_Given passage_:
--- START ---
Please enjoy my reflections on a night at Margo Maternity Clinic:
After being haggled by bold men and looking death in the eye several times on the way to work, the clinic feels like a refuge. I welcome the familiar buzz of nurses chattering while they prepare their dinner and the tug on my scrubs of small girls wanting a ride on my back. The night shift always begins sitting on the benches beneath the “Benefits of Breastfeeding” mural, listening to conversations in Twi, trying to pick out the words and phrases that sound familiar. Ma Dorcas, the older midwife, lies on the bench, sleeping soundly despite the crackling cell phone blasting P-Square and Akon’s latest hiplife hit. Two fans shudder and shake, transforming the bare light bulb into a strobe light. The telltale honk of a taxi at the gate barely interrupts the conversation; only one nurse rises to let a car in.
After the woman in labor has her blood pressure checked by the archaic but bombproof meter, the first question is a demanding, “where is the rubber?” This is my cue; I rise and search through the various carry-on sized suitcases or metal buckets of personal items for a drab plastic sheet and vibrant two-yard (traditional all-in-one cloth) that will lie beneath the mother for the remainder of her labor. Introductions take place between contractions as I lead her into the delivery room and spread her plastic and cloth on the table for the first exam.
The laboring mother paces the labor and delivery rooms, pausing and arching her back during the contractions. Some look for me during these intense moments, wanting a shoulder to lean on or a hand to squeeze. Others shy away, leaning in the corner of the room, reaching back with the palms of their hands flat against the wall. The image is always striking; somehow despite the pain and exhaustion, these women are always beautiful. Perhaps I am witnessing their daily fortitude transferred seamlessly into a different setting.
--- END ---
Saved entries:
--- START ---
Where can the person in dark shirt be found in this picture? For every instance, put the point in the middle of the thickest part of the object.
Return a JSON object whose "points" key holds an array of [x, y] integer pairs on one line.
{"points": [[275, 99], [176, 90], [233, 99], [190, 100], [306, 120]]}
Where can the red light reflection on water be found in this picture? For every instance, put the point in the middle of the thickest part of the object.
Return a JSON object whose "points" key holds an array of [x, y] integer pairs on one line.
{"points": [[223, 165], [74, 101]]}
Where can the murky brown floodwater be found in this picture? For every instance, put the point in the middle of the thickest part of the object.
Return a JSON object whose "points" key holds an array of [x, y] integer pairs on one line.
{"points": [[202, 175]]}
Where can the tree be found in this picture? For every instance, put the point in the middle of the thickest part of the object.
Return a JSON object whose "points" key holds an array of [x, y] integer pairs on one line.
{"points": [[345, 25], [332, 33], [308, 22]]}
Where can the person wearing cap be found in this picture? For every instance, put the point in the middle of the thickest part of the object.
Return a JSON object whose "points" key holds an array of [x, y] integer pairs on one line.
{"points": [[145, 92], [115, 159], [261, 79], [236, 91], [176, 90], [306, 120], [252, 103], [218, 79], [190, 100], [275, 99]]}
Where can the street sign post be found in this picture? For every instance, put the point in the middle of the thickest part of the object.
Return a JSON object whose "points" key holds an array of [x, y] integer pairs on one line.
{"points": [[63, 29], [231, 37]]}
--- END ---
_Activities_:
• A. List every physical object named in the paragraph of the Margo Maternity Clinic reflection that begins "After the woman in labor has her blood pressure checked."
• B. Extend the reflection on a night at Margo Maternity Clinic, beginning after its final sentence.

_Written answers_:
• A.
- The blood pressure meter
- The carry-on sized suitcases
- The metal buckets of personal items
- The drab plastic sheet (the "rubber")
- The two-yard cloth
- The table used for the first exam

• B.
Three steps separate the labor and recovery ward from the delivery room. I stand on the middle one, holding the heavy mustard colored curtain out of the way of the pacing mothers. This means I am also there if a contraction catches a mama mid-stairway; my arms seem to react before my mind, flying to support a muscular back or to grab arms searching for balance.
Once we move into the delivery room for good, my position is never comfortable. I squeeze against the wall, leaning over the fan, or squat by the stool, simultaneously supporting a body that is at the whim of nature and anticipating the unpredictable rupture of membranes. Once they rupture, it is time to move to the delivery table. The smell of lime-scented antiseptic wafts from the tub of water at the foot of the bed, and someone is sent for an IV infusion kit. At this point my gloves are on for the remainder of the delivery, the sweat pooling in my palm and adhering the latex to my hand. I continuously wipe the beaded sweat from the mama’s brow with a washcloth that transitions from pure white to tan as it picks up particles of the red dust of Ghana.
The pushing rarely lasts longer than fifteen minutes, and often there is no tear. Once the tense moment passes between birth and first cry, I relax and turn back to the mother. Her exhaustion is apparent, but her face always brightens when I tell her she has given birth to a “small, small girl” or “small, small boy.” While the midwives massage her uterus, stimulating contractions equally or more intense than labor, I rave about how strong she is and how her new baby is “so, so beautiful.” Soon these contractions force her to reenter her own labor world; she tunes out my comments and reaches for my loose-fitting scrubs. The baby is doused in baby oil, measured, and swaddled while our new mama is cleaned and her soiled cloths are packed into a metal bucket to be taken home when she is discharged mere hours after the delivery. I support her once more up the three steps to the adjoining labor and recovery room, and spread her plastic and a fresh two-yard on the well worn bed. Mothers, aunts, sisters, female friends, and other new mamas are there, all intermingled and babbling. Weary smiles, congratulations, and hugs pass between me and whoever is present, though often I am not completely sure whose family members belong to which sweet baby; it doesn’t really matter though, as the entire room shares the same indescribable emotion that follows the birth of a healthy child.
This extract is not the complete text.